◆ Excerto do documento:
++++
As descrições de quem o conhece melhor entroncam quase sempre nos mesmos pontos: um miúdo que é divertido, que gosta de estar bem com a vida, que tinha os excessos normais de qualquer criança. Havia uma certeza: tinha um grande potencial como outros jovens de Coimbra mas com esse princípio básico que tantas vezes faz a diferença de querer desafiar-se dentro de água. Havia uma incerteza: até onde todas essas características poderiam levá-lo. E foi assim que fez o seu percurso desde que chegou à natação aos quatro anos após perder o pai (recordado com a estrela que tem no ombro direito) para ganhar maior capacidade de concentração. Passou por Fundação Beatriz Santos, Clube Náutico Académico e União de Coimbra até assinar pelo Benfica em 2021, inserido no projeto Paris-24 e num contexto onde poderia trabalhar com o técnico brasileiro Alberto Silva, ou Albertinho, no Centro de Alto Rendimento do Jamor.
Foi também nesse ano que teve o acidente que lhe mudou a vida. Hematomas no corpo todo, queimaduras, um ombro deslocado, uma fratura no pé, a parte do dedo indicador direito que perdeu mas foi depois alvo de uma reconstrução sem perder a sensibilidade. Durante uma semana, esteve internado. Durante um mês, esteve deitado numa cama. Ganhou uma outra visão de tudo, a começar por um processo de recuperação onde foi fiel a todos os passos rumo ao objetivo de voltar ainda melhor. O trabalho no CAR com Albertinho e a alteração de rotinas fizeram-lhe bem. O resto, entre dezenas de recordes nacionais absolutos e juniores batidos, é a história que ainda agora começou tendo apenas 17 anos: tornou-se um dos quatro nadadores portugueses medalhados em Europeus seniores de Piscina Longa a par de Yokochi, Alexis Santos e Gabriel Lopes (este também em Roma-22), ganhou três ouros nos Mundiais Juniores em Lima e conseguiu mesmo quebrar o recorde mundial da idade na última prova, os 50 metros mariposa.
++++
◆ Informação fornecida:
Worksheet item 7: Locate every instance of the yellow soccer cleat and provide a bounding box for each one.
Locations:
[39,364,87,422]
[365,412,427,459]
++++
◆ Exercício: Duplique, por favor, o excerto sobre o jovem nadador de Coimbra na íntegra, sem qualquer alteração.

◆ Solução do exercício:
As descrições de quem o conhece melhor entroncam quase sempre nos mesmos pontos: um miúdo que é divertido, que gosta de estar bem com a vida, que tinha os excessos normais de qualquer criança. Havia uma certeza: tinha um grande potencial como outros jovens de Coimbra mas com esse princípio básico que tantas vezes faz a diferença de querer desafiar-se dentro de água. Havia uma incerteza: até onde todas essas características poderiam levá-lo. E foi assim que fez o seu percurso desde que chegou à natação aos quatro anos após perder o pai (recordado com a estrela que tem no ombro direito) para ganhar maior capacidade de concentração. Passou por Fundação Beatriz Santos, Clube Náutico Académico e União de Coimbra até assinar pelo Benfica em 2021, inserido no projeto Paris-24 e num contexto onde poderia trabalhar com o técnico brasileiro Alberto Silva, ou Albertinho, no Centro de Alto Rendimento do Jamor.
Foi também nesse ano que teve o acidente que lhe mudou a vida. Hematomas no corpo todo, queimaduras, um ombro deslocado, uma fratura no pé, a parte do dedo indicador direito que perdeu mas foi depois alvo de uma reconstrução sem perder a sensibilidade. Durante uma semana, esteve internado. Durante um mês, esteve deitado numa cama. Ganhou uma outra visão de tudo, a começar por um processo de recuperação onde foi fiel a todos os passos rumo ao objetivo de voltar ainda melhor. O trabalho no CAR com Albertinho e a alteração de rotinas fizeram-lhe bem. O resto, entre dezenas de recordes nacionais absolutos e juniores batidos, é a história que ainda agora começou tendo apenas 17 anos: tornou-se um dos quatro nadadores portugueses medalhados em Europeus seniores de Piscina Longa a par de Yokochi, Alexis Santos e Gabriel Lopes (este também em Roma-22), ganhou três ouros nos Mundiais Juniores em Lima e conseguiu mesmo quebrar o recorde mundial da idade na última prova, os 50 metros mariposa.